*** Stored records

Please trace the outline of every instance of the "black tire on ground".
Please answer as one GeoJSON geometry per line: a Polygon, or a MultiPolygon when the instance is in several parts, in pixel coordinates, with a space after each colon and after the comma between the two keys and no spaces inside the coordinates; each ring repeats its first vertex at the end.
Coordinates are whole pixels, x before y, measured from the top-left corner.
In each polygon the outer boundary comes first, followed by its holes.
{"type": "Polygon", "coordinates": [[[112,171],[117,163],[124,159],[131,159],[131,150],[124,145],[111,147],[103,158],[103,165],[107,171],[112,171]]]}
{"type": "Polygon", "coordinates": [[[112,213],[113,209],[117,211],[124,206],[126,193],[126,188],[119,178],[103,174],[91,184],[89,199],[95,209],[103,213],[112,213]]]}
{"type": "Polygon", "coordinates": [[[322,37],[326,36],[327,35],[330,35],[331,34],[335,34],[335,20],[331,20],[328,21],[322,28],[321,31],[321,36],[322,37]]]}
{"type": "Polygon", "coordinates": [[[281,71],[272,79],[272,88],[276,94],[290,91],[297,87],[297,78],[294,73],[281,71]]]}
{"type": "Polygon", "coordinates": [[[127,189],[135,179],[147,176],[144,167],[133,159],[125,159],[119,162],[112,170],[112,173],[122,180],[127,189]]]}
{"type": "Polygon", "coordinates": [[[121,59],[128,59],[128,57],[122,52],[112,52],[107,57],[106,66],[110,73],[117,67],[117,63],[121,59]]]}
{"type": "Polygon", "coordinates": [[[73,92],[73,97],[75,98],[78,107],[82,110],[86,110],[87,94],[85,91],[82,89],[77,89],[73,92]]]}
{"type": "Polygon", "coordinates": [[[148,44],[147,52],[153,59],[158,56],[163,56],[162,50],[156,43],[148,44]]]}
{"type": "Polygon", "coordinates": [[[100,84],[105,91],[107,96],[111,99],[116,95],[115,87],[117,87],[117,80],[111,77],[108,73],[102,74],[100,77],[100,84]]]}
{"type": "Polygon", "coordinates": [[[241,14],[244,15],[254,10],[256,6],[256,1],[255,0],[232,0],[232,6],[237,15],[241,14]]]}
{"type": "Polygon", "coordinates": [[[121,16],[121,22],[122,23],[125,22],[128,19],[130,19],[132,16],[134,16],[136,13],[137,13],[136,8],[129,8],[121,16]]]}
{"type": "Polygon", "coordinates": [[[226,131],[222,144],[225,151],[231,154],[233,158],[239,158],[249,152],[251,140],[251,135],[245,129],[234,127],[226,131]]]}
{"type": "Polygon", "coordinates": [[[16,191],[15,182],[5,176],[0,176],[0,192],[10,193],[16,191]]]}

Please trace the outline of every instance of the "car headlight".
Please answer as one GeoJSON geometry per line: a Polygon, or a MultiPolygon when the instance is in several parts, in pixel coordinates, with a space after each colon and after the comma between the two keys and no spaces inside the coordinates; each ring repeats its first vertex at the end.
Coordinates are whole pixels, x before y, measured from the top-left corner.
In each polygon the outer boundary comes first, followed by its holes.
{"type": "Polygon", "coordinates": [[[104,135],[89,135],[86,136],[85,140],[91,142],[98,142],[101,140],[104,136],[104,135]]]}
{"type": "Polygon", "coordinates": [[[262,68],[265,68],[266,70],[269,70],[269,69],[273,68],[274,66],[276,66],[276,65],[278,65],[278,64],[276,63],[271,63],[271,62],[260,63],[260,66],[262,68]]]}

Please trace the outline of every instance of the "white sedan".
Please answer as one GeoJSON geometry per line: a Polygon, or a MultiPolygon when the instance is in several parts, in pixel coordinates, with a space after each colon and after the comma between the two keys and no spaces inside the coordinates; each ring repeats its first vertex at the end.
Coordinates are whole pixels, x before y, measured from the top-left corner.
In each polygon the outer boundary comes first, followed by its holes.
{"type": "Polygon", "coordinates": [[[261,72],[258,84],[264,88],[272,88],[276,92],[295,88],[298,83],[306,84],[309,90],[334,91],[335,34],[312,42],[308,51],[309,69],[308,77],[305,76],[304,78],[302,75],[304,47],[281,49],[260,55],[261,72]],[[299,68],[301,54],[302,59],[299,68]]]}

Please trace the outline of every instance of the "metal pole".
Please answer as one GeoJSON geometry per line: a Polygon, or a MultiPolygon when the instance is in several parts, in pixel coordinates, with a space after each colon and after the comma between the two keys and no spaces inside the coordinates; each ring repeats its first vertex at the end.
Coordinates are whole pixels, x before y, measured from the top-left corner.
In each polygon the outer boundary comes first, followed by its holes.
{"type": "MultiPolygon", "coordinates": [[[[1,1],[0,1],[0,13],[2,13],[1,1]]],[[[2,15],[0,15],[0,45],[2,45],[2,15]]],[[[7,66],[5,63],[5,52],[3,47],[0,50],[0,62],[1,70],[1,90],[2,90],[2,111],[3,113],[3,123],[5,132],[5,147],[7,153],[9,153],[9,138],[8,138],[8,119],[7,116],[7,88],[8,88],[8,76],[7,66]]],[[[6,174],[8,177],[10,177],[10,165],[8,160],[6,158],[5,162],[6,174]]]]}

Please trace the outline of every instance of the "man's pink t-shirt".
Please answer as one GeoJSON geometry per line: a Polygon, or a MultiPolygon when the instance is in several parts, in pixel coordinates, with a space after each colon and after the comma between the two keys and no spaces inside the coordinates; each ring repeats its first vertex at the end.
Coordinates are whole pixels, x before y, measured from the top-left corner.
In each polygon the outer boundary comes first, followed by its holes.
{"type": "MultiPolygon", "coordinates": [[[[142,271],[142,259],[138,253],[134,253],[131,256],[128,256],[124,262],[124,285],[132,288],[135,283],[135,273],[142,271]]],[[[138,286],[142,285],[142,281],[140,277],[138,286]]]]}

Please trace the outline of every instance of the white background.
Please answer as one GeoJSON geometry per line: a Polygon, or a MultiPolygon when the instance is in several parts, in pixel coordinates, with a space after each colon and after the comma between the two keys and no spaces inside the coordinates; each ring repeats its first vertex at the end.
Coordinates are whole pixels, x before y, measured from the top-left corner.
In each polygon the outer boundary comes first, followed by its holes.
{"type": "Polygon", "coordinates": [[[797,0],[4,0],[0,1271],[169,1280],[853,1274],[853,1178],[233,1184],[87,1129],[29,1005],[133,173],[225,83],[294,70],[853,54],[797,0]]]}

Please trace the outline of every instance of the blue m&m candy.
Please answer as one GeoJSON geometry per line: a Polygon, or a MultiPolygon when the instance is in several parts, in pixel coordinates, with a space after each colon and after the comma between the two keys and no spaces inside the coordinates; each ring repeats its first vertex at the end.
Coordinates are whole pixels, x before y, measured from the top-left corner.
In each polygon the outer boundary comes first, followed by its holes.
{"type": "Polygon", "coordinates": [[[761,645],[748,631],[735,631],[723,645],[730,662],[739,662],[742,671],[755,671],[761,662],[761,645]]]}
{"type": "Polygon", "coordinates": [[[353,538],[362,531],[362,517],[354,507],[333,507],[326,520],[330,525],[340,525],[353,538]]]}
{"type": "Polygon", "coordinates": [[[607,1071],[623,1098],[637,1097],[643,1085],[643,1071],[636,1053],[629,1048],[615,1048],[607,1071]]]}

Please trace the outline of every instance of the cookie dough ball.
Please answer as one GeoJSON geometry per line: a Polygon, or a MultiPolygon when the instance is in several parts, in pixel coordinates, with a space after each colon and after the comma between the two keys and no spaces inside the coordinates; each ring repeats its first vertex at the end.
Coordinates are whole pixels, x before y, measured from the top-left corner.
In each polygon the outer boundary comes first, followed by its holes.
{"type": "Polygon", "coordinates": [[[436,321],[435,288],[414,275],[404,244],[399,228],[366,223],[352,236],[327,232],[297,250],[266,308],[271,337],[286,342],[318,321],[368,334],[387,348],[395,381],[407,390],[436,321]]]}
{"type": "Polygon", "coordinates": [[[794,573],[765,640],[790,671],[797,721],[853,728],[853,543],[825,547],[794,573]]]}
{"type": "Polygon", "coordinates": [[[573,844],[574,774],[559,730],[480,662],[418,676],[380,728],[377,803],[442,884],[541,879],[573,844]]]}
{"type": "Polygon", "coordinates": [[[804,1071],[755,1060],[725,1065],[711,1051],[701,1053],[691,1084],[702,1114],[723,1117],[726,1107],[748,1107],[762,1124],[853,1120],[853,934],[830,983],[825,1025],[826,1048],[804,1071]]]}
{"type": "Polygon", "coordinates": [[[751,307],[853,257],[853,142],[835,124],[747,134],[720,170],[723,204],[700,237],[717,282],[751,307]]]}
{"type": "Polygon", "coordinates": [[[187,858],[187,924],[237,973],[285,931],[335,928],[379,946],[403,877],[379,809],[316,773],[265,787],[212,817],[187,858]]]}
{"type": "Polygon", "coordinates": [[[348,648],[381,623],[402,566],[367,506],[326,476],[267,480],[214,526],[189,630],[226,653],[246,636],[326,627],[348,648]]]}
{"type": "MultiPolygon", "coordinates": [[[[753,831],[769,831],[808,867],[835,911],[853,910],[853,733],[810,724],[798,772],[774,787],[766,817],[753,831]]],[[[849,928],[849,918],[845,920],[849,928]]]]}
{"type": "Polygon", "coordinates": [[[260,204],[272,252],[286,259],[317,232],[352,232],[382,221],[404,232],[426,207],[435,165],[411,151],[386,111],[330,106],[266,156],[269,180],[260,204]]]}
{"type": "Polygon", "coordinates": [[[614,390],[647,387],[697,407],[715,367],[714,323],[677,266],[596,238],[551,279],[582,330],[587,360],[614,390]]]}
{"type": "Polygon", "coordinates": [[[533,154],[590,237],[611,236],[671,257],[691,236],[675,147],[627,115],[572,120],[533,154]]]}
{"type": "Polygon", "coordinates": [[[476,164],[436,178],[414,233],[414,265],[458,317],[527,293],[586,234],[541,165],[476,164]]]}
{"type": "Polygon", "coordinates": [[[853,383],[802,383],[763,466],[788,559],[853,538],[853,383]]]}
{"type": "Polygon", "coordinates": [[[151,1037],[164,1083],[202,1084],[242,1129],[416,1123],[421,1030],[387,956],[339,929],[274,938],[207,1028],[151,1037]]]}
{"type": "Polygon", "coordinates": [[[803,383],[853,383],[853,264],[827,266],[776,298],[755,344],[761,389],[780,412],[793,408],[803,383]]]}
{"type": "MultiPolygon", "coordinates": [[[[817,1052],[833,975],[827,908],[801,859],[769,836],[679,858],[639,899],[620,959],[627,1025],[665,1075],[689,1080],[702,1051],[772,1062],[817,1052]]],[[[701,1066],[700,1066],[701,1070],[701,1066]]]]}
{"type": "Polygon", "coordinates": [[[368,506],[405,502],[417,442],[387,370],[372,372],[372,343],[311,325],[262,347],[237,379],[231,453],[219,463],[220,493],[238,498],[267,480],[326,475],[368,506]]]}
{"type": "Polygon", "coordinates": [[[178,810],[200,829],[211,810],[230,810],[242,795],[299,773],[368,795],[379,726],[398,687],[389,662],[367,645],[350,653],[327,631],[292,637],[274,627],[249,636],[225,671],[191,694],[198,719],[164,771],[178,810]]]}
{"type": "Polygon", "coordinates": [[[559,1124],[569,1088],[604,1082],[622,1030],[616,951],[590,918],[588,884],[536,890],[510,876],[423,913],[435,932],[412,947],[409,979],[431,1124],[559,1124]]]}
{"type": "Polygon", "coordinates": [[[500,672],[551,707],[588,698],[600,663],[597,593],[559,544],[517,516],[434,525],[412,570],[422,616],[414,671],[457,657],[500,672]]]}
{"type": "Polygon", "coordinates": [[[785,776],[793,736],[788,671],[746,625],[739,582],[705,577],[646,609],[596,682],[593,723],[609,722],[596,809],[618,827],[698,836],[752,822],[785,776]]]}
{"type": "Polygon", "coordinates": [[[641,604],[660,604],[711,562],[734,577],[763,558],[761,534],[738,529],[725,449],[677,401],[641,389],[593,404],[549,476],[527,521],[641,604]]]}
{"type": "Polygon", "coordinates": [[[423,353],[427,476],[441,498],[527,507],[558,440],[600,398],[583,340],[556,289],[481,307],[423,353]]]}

******

Problem -
How many lines in the items above contain "white", matching case exactly? Give only the number.

Written response -
2